▸ **Problem to solve**:
Please copy out, word for word, the lines of the data starting at the line that contains "# test: pin the tan" and ending at the end of the data. Leave the pictures out of your answer.

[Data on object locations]
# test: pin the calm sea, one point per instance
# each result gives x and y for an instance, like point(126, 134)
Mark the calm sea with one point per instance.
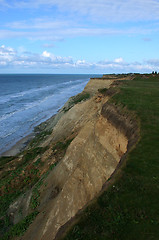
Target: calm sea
point(26, 100)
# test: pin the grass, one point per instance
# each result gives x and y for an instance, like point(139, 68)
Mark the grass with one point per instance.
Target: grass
point(129, 209)
point(21, 177)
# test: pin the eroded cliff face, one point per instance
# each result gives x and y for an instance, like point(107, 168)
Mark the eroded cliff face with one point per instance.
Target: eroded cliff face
point(90, 160)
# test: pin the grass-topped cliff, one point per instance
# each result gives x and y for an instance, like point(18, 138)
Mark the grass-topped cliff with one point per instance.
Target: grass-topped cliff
point(129, 208)
point(71, 162)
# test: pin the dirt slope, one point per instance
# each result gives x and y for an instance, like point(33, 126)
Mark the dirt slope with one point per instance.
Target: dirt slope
point(90, 159)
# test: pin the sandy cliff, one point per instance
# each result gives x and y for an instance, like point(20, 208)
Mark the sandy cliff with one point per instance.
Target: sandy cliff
point(90, 159)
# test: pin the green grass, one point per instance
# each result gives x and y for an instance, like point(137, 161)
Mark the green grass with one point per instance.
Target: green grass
point(62, 146)
point(102, 90)
point(20, 228)
point(14, 182)
point(129, 209)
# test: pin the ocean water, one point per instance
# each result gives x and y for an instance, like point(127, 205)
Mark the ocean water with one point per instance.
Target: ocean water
point(26, 100)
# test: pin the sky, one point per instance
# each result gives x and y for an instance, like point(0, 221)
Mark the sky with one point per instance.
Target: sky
point(79, 36)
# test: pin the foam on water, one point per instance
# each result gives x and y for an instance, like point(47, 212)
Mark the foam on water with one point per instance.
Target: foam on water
point(28, 100)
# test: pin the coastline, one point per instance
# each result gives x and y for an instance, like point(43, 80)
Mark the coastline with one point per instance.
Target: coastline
point(23, 143)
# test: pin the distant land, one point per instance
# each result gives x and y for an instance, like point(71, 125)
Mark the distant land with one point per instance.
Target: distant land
point(91, 170)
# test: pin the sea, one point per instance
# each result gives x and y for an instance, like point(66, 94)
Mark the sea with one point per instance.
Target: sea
point(26, 100)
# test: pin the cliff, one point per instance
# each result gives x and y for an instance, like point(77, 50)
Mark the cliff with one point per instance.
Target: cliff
point(96, 141)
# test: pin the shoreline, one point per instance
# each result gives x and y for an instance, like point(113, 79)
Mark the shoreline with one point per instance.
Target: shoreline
point(23, 143)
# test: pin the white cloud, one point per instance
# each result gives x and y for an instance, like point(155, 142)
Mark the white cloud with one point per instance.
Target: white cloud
point(10, 58)
point(118, 60)
point(116, 10)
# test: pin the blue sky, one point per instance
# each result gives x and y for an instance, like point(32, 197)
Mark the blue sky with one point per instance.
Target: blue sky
point(79, 36)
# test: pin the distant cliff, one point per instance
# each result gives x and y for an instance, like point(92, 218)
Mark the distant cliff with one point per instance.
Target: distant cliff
point(76, 152)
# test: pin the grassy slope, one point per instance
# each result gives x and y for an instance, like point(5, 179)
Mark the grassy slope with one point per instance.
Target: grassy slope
point(130, 208)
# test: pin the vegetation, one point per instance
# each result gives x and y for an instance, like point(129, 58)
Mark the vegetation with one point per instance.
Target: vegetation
point(20, 228)
point(129, 209)
point(16, 178)
point(102, 90)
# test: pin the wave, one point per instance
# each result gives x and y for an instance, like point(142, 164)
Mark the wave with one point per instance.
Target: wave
point(9, 97)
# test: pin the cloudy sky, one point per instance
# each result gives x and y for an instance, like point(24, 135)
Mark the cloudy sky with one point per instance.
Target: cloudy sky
point(79, 36)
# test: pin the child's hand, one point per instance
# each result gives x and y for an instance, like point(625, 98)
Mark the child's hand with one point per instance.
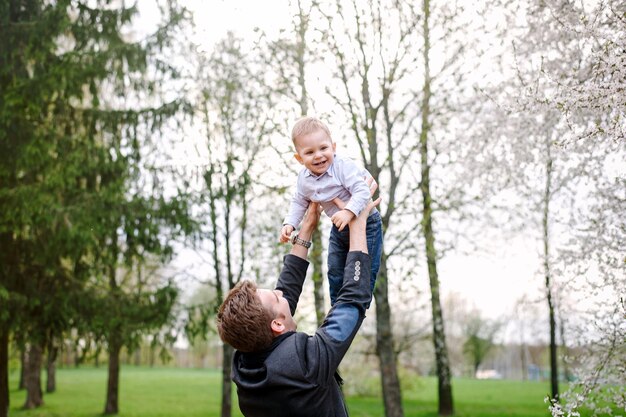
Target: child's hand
point(285, 233)
point(342, 218)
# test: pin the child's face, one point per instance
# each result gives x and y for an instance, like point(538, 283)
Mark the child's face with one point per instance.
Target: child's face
point(315, 151)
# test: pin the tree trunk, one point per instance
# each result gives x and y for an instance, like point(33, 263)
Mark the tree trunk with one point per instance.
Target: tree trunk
point(51, 382)
point(4, 370)
point(113, 386)
point(22, 384)
point(34, 395)
point(227, 360)
point(315, 254)
point(554, 375)
point(392, 396)
point(564, 351)
point(444, 382)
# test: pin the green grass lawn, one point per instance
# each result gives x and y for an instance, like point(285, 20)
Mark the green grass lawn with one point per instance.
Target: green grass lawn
point(164, 392)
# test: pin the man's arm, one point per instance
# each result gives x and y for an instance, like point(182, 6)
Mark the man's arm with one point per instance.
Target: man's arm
point(295, 263)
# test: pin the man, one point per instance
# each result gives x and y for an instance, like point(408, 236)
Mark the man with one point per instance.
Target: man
point(281, 372)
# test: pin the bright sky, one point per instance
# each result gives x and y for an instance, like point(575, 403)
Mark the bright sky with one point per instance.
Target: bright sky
point(491, 282)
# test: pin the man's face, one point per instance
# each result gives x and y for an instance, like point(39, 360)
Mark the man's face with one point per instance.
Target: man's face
point(274, 302)
point(315, 151)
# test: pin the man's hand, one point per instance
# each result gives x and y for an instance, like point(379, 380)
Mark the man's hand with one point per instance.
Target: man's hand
point(308, 226)
point(342, 218)
point(285, 233)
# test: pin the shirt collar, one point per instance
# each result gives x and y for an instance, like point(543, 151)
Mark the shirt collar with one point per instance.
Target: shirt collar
point(330, 171)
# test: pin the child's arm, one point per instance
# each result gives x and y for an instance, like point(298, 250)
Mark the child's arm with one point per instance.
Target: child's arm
point(299, 205)
point(353, 178)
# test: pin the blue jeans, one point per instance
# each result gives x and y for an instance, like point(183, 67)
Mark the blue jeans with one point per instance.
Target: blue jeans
point(339, 245)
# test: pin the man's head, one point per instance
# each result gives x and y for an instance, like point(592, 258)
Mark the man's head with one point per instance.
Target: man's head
point(314, 146)
point(250, 318)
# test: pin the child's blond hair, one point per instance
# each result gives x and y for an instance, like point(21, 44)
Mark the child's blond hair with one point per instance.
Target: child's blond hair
point(307, 125)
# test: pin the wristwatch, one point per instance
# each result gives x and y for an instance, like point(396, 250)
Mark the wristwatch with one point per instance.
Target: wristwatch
point(297, 241)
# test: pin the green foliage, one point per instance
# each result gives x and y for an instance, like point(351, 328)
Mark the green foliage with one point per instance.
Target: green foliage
point(73, 123)
point(162, 392)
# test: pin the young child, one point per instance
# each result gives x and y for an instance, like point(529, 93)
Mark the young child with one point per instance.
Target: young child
point(325, 177)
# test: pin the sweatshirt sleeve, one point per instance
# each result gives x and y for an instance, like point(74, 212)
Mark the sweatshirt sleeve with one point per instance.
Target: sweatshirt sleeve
point(332, 340)
point(291, 279)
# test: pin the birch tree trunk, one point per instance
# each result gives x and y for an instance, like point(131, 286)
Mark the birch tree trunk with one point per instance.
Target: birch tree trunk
point(51, 383)
point(34, 395)
point(4, 370)
point(554, 373)
point(227, 395)
point(392, 395)
point(444, 383)
point(113, 386)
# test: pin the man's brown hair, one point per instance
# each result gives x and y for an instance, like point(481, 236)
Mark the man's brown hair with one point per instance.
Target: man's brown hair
point(306, 125)
point(242, 320)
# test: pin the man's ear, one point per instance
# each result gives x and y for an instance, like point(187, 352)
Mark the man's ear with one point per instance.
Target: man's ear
point(278, 327)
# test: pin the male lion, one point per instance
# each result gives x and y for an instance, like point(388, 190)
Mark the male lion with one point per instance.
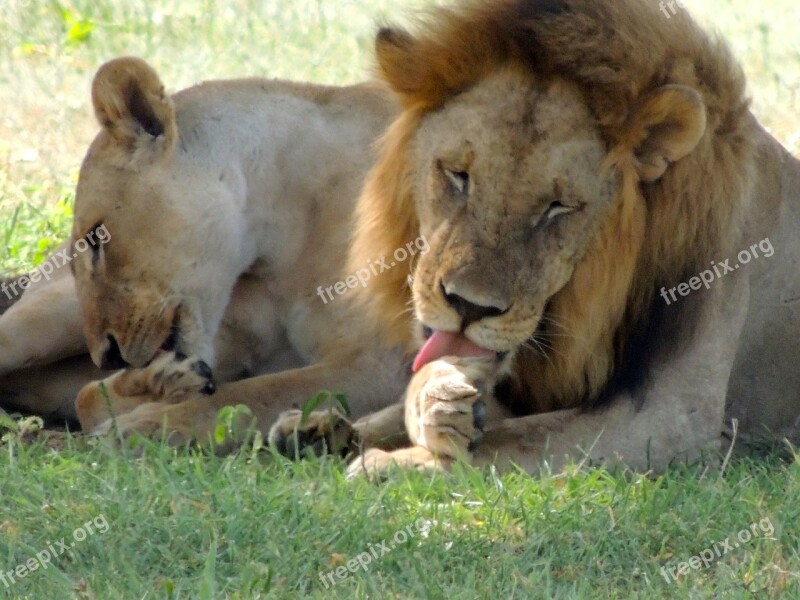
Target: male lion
point(565, 160)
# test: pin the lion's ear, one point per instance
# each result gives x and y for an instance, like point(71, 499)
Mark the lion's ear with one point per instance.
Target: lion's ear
point(130, 103)
point(666, 127)
point(394, 49)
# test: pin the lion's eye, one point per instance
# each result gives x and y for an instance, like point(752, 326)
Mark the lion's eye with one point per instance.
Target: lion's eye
point(459, 180)
point(556, 209)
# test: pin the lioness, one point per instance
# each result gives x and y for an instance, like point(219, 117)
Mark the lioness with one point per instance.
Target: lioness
point(226, 207)
point(566, 160)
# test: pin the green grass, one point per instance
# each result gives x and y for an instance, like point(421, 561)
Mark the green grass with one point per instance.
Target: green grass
point(256, 526)
point(189, 525)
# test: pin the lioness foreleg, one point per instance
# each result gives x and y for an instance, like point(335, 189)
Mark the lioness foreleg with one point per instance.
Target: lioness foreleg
point(169, 379)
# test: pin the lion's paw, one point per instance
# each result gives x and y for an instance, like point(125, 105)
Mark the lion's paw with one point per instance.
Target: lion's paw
point(151, 420)
point(444, 410)
point(377, 464)
point(322, 432)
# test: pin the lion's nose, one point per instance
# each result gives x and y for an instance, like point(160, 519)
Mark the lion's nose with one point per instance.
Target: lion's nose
point(112, 357)
point(471, 308)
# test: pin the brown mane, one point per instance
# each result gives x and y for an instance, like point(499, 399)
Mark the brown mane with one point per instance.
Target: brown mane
point(617, 52)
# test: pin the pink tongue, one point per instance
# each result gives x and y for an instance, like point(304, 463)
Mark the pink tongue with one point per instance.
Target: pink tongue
point(444, 343)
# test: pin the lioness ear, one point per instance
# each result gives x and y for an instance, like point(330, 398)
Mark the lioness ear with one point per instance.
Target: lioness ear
point(130, 103)
point(666, 127)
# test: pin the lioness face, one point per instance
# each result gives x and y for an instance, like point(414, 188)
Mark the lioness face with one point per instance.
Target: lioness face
point(510, 192)
point(159, 277)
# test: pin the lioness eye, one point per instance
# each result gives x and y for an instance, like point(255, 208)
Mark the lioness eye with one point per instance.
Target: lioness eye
point(459, 180)
point(556, 208)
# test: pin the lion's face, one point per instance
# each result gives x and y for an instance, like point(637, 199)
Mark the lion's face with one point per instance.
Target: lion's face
point(510, 193)
point(160, 275)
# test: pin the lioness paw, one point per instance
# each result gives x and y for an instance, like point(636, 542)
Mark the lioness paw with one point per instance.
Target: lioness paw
point(444, 410)
point(172, 377)
point(322, 432)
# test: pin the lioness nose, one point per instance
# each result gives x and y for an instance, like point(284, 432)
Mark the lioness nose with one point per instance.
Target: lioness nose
point(471, 310)
point(112, 357)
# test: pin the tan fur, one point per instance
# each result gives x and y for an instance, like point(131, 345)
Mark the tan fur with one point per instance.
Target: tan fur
point(665, 105)
point(226, 206)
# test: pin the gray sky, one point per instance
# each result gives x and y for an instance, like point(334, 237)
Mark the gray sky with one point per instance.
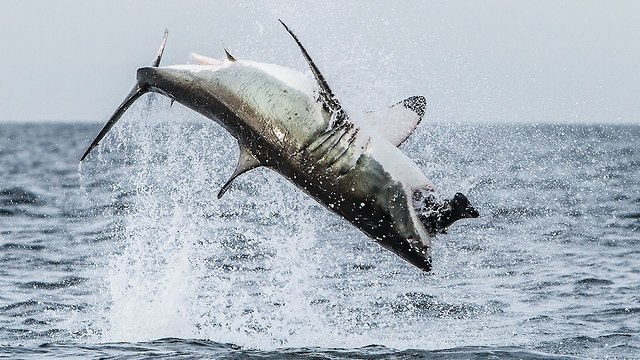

▸ **Result for this exercise**:
# test: pin the tan fur, one point per instance
# each result gives x and y for an instance, like point(131, 345)
Mark the tan fur with one point per instance.
Target: tan fur
point(665, 105)
point(226, 206)
# test: pin the gray sky, one point per instance
# each result gives x and y for an instance, like point(334, 237)
Mark the gray sky with one point per instance.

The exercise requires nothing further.